┌─ Extrait choisi

Le 72ème article de l'année, déjà la mi-octobre, il fait moche, il pleut, et forcément l'inspiration ça va ça vient, alors on regarde par la fenêtre rouler les gouttes d'eau, comme si le reflet tremblotant d'un nous pas coiffé en pyjama allait magiquement raviver la flamme de l'écriture. Sinon, ça vous dit une blague ? Alors c'est du cacao en poudre, un homme, une femme, et une tronçonneuse qui rentrent dans un bar à Bastille. Bienvenue au Supersonic un mercredi soir pour une affiche 100% nouveaux talents venus d'Angleterre, alignant consécutivement deux très grands espoirs de l'année en cours : Van Houten et Man/Woman/Chainsaw.

Les premiers ont eu droit en mars à un coup de cœur sur ce site pour leur premier album
The Tallest Room, quand les seconds auront bientôt droit au même honneur pour
Eazy Peazy, leur premier EP à paraître le 8 novembre chez Fat Possum. Et ce seront donc les Loiners cacaotés de
Van Houten qui lancent les hostilités tant musicales que vestimentaires, à coups de shoegaze post-punk et de maillots de foot rentrés dans le pantalon. De belles dégaines d'anglais, et une musique oscillant entre Leeds et l'autre côté de l'Atlantique, révélant surtout en live l'aspect vaporeux et nineties de leurs productions studio. En même temps, trois guitares sur scène, ça en fait de la fumée, d'autant plus quand
Black And White et
Never Did Come Back montent lentement jusqu'à retomber en poudre sur un public rêveur et embué de lueurs violettes, croisant le chant tantôt post-punk tantôt grunge de Louis Sadler, tel un naufragé dans la brume hurlant pour se faire entendre.
Comprenez par tout ça que Van Houten c'est du shoegaze en moins chiant, sans toutefois éviter une majorité de ses défauts. La communication est timide, minimale, le show souvent statique et composé de guitaristes qui regardent leurs pieds, tout ça jusqu'à un emballage final avec
Porcelain et
Only Wanna Be With You remettant du gros dream-rock grunge dans la balance, sonnant l'heure du réveil pour un public parfois léthargique mais toujours de bonne volonté. Du grungegaze, du shoegrunge (copyright Laëtita Mavrel), appelez-ça comme vous voulez, en tout cas le style enfume et râcle la gorge, crame une à une les pédales alignées en rang sur le rack, et nous aura fait passer un vrai bon moment conclu par la chanson fleuve
I Let You, huit minutes de ballade dans des nuages réverbérés avec en contrebas la ville de Paris. Un voyage sans trop de pirouettes mais indéniablement ravissant, typique d'un concert dans lequel on s'attendait à chavirer, mais qui aura finalement plutôt eu tout d'une belle amitié.

└─

- Exercices écrits
- 1) Répondez à ces questions à l'aide de la chronique du concert :
(a) Quel soir de la semaine le concert a-t-il lieu au Supersonic ?
(b) À quelle date et chez quel label paraît l'EP Eazy Peazy ?
(c) Combien de temps dure la chanson I Let You ?
- 2) Ces affirmations concordent-elles avec la chronique du concert ? Pour chacune, répondez par oui ou par non et citez les mots du texte qui tranchent.
(a) Le site a eu un coup de cœur en mars pour le premier album de Van Houten.
(b) Van Houten joue avec deux guitares sur scène.
(c) Le groupe communique beaucoup avec le public.
- 3) Poursuivez la chronique du concert à partir de sa dernière phrase.

┌─ Documents fournis

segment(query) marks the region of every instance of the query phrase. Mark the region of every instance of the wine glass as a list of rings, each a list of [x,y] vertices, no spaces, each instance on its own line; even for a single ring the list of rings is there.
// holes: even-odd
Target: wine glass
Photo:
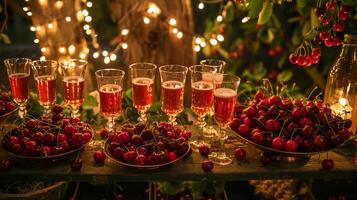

└─

- Corrigé
- 1)
(a) Un mercredi soir.
(b) Le 8 novembre, chez Fat Possum.
(c) Huit minutes.

- 2)
(a) Oui : « Les premiers ont eu droit en mars à un coup de cœur sur ce site pour leur premier album ».
(b) Non : « trois guitares sur scène ».
(c) Non : « La communication est timide, minimale ».

- 3)
Oui, quelque part on a un peu friendzoné Van Houten, ce qui n'arrivera évidemment pas avec
Man/Woman/Chainsaw, gigantesque crush d'un rédacteur dont on taira le nom, mais sachez qu'il écrit actuellement ces lignes. Un concert dont la réalité dépassera la fiction, propulsé bille en tête par l'introduction bruitiste
Meagan, suivie de l'un des plus grands singles de l'année musicale,
What Lucy Found There. La basse de Vera Lepännen enclenche le tempo, les notes de piano d'Emmie-Mae Avery projettent dessus perles et diamants que le violon de Clio Starwood rattrape au vol, tissant en tournoyant une robe qui ne finira pas dans un bal mais dans un pogo, la faute à la guitare de Billy Ward et la batterie de Lola Cherry. Un quintet original augmenté d'un deuxième guitariste pour démarrer le lourd moteur de
Sports Day, les cylindres claquent par mesures arithmétiques mais le camion dévore la route, enfonce un asphalte brûlant que ne refroidira pas le sublime chant d'opéra d'Emmie-Mae sur ce qu'on imagine être
Get Up And Dance.
Une longue liste de chansons inconnues s'annonce, débutée par
God Damn Lizard Man, lourde, massive, lascive, exactement ce que l'on imagine d'un homme lézard, enchainée par thème avec
Snake Eyes, imbroglio improbable de douces montées et d'explosions polyrythmiques impossibles à pogoter.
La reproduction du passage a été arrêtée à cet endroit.